Directions:
Could you report every line from the entries that includes the word "planter"?

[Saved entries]
——————————

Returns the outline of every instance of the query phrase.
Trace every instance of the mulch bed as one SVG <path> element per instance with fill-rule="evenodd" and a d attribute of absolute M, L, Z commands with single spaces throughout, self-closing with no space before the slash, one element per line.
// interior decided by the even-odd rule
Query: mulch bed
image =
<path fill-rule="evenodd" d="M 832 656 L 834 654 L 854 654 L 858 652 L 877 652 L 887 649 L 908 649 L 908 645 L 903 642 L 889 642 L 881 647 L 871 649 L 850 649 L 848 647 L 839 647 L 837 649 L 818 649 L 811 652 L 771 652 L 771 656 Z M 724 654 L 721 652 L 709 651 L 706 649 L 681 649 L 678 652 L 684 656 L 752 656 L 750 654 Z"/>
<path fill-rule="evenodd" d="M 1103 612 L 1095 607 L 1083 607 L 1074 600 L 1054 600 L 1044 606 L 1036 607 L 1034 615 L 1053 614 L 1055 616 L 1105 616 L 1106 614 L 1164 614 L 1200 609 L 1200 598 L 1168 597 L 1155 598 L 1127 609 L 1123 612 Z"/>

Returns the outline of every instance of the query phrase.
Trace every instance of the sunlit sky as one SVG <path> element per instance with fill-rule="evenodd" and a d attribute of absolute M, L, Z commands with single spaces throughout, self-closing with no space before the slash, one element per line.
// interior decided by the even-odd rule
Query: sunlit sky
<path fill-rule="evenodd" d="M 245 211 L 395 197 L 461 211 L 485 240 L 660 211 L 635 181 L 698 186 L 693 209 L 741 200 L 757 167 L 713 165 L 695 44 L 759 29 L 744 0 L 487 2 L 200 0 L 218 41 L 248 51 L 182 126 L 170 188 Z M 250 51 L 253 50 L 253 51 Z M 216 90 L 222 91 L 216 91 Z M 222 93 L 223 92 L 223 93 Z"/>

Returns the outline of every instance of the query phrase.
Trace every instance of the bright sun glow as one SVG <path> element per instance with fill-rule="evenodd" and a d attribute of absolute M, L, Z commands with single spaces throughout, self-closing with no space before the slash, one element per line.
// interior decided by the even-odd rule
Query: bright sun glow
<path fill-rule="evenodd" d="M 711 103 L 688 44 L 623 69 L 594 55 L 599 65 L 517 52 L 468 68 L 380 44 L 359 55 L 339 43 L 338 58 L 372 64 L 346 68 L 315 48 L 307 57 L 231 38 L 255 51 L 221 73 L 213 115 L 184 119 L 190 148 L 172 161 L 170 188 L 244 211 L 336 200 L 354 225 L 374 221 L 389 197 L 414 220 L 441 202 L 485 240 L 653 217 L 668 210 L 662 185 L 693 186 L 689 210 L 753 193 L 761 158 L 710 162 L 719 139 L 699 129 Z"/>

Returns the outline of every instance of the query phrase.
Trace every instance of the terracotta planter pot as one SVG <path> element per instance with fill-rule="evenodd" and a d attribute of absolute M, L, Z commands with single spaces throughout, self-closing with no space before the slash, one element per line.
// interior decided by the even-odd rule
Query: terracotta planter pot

——————————

Reply to the task:
Trace every instance of the terracotta planter pot as one SVG <path> element per instance with fill-rule="evenodd" and a d attribute of absolute M, L, Z commands with single spaces throughout, self-closing with no space before the slash, one element per line.
Query: terracotta planter pot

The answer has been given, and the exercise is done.